* _Task details_: Return every line from the one with "Target: helmet chin strap" through the one with "Target: white cycling helmet", inclusive, exactly as it appears below.

----- Data provided -----

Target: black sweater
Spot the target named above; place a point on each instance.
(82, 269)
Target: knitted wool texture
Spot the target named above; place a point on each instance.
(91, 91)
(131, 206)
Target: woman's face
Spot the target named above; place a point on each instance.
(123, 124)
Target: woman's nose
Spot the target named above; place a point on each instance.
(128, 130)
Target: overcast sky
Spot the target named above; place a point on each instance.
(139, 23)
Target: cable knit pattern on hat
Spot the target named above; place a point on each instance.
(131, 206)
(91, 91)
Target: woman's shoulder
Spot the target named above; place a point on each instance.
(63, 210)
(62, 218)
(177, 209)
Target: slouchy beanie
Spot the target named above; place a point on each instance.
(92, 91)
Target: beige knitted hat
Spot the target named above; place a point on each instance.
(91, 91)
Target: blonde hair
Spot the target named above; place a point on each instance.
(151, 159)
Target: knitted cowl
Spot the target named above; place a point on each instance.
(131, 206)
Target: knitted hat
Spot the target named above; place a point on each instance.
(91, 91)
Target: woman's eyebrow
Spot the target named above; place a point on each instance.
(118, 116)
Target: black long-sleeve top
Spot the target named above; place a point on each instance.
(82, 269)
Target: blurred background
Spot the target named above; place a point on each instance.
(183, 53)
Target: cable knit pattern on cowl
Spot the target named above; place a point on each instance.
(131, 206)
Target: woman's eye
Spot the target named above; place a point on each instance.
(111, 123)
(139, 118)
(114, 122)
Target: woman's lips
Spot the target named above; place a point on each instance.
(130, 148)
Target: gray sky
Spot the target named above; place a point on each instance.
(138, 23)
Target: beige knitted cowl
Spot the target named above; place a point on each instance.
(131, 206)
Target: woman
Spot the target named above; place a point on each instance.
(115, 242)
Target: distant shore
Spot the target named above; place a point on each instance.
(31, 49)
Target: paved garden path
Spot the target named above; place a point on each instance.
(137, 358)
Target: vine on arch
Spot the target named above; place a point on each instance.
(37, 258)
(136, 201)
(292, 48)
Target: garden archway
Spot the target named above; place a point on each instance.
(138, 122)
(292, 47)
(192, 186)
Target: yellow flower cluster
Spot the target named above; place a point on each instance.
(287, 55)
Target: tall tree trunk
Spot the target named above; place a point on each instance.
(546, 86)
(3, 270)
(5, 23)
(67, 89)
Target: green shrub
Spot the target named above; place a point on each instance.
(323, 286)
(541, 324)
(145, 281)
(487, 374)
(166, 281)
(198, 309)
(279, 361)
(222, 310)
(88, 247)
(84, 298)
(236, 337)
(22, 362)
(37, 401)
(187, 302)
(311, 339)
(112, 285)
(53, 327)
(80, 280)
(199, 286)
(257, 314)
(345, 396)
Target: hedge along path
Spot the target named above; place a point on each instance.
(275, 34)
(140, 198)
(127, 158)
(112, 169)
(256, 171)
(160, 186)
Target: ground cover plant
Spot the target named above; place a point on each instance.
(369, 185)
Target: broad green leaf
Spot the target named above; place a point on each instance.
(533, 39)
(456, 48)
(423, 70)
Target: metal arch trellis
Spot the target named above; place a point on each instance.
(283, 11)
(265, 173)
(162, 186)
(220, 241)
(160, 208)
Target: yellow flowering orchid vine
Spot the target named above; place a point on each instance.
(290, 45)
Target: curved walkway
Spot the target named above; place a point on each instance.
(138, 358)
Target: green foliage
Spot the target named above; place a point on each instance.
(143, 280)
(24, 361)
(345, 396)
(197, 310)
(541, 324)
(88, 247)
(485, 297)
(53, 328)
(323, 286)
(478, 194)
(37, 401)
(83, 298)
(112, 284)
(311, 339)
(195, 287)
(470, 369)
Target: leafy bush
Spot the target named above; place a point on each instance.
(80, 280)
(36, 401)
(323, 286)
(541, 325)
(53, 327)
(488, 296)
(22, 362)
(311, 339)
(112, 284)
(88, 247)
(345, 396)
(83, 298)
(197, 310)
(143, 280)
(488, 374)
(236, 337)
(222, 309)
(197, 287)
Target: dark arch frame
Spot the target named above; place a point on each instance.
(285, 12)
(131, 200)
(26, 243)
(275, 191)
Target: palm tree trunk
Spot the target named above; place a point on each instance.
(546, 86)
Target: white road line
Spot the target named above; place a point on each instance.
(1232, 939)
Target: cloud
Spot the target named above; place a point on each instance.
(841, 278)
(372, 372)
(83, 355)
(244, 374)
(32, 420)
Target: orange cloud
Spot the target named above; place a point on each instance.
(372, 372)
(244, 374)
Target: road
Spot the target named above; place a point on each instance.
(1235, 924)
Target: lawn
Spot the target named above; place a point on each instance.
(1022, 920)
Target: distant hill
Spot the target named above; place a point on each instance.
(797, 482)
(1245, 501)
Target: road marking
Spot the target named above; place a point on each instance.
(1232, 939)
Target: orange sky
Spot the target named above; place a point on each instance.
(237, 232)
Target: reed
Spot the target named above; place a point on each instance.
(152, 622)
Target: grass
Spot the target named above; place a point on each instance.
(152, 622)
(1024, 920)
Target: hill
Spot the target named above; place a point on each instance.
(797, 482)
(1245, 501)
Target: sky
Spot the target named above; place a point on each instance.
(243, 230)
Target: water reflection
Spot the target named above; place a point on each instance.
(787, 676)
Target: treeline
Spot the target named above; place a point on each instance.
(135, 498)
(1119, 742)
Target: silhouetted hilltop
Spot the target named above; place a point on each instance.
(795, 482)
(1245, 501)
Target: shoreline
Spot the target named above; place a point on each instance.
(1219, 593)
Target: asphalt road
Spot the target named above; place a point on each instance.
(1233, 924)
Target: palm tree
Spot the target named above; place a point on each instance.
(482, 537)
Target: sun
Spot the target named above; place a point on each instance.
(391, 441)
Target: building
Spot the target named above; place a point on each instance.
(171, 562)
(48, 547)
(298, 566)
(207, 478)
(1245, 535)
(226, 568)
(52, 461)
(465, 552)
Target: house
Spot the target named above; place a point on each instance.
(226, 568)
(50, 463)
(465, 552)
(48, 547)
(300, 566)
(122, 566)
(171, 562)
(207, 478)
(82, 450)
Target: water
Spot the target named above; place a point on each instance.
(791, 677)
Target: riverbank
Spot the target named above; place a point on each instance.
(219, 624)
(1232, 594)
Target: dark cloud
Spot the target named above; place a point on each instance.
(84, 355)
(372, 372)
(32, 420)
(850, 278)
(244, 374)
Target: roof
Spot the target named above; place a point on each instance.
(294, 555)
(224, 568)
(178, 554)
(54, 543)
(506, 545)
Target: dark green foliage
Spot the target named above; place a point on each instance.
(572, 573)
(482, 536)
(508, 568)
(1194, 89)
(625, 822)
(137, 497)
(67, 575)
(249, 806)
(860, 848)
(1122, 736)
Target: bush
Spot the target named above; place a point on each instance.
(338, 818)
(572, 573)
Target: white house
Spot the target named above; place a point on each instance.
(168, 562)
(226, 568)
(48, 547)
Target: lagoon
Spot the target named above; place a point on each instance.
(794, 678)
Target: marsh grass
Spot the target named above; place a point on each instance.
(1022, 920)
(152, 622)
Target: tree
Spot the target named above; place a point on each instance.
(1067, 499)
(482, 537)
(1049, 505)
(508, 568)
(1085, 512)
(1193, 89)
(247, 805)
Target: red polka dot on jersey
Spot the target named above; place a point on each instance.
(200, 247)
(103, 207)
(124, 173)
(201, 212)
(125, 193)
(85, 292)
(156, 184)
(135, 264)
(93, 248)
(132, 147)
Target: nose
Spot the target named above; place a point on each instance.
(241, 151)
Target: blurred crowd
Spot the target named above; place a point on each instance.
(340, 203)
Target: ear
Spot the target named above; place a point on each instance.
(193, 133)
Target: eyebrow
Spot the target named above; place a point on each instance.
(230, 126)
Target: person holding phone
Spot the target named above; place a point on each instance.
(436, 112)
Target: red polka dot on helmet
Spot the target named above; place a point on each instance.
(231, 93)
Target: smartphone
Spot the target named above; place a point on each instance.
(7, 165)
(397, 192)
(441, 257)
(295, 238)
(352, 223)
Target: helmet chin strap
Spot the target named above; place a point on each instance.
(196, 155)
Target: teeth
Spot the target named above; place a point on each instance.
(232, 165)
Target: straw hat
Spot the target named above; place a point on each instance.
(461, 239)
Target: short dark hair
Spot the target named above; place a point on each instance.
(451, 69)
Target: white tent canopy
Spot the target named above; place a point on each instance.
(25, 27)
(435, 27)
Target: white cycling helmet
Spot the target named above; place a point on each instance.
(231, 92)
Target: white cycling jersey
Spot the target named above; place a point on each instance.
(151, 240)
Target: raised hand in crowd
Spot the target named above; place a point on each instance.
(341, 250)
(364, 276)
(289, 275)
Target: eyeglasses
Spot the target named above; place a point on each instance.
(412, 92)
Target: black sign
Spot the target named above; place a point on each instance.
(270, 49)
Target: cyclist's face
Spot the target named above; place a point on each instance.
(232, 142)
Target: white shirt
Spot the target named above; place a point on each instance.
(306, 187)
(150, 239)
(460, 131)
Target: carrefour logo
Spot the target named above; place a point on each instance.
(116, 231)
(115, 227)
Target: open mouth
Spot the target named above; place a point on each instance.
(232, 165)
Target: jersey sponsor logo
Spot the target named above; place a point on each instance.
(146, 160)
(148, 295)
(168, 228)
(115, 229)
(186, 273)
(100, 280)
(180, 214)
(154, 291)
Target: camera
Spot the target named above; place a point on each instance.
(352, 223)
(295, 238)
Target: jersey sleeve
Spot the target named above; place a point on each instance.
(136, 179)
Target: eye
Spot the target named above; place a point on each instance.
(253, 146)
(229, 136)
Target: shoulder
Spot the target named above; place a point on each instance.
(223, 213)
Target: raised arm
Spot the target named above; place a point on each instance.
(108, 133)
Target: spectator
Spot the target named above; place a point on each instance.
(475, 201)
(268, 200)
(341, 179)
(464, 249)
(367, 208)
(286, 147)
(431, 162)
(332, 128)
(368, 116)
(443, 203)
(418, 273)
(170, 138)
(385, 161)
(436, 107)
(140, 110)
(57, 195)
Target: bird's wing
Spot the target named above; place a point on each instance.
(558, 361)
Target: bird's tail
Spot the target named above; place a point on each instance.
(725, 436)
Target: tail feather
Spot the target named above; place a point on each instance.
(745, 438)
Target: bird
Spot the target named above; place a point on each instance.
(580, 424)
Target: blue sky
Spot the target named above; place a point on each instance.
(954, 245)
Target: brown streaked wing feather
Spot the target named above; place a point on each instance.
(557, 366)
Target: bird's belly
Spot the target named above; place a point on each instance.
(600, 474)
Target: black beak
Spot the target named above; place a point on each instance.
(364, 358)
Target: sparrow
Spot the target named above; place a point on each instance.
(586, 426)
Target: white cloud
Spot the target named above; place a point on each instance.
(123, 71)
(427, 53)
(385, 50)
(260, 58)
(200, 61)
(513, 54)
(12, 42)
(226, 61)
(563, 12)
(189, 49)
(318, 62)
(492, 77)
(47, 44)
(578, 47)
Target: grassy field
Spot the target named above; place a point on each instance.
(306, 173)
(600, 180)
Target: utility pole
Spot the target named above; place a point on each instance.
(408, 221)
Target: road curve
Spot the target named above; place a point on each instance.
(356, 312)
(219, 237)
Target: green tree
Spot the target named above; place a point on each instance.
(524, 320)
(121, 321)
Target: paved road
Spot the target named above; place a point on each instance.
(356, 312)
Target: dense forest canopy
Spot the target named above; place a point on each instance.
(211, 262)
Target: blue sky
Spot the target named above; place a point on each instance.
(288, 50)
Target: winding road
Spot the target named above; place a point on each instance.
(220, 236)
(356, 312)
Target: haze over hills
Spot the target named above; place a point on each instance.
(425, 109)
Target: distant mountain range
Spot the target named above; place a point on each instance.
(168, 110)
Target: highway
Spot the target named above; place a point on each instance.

-----

* _Answer to the problem_:
Target: helmet chin strap
Spot the target named above; place a point on each instance.
(196, 155)
Target: teeth
Spot the target named above; place a point on each instance.
(232, 165)
Target: straw hat
Spot the target named above; place a point on each instance.
(461, 239)
Target: short dark hair
Spot the target named above; place a point on each instance.
(451, 69)
Target: white tent canopy
Spot the target named above; place a point on each instance.
(25, 27)
(435, 27)
Target: white cycling helmet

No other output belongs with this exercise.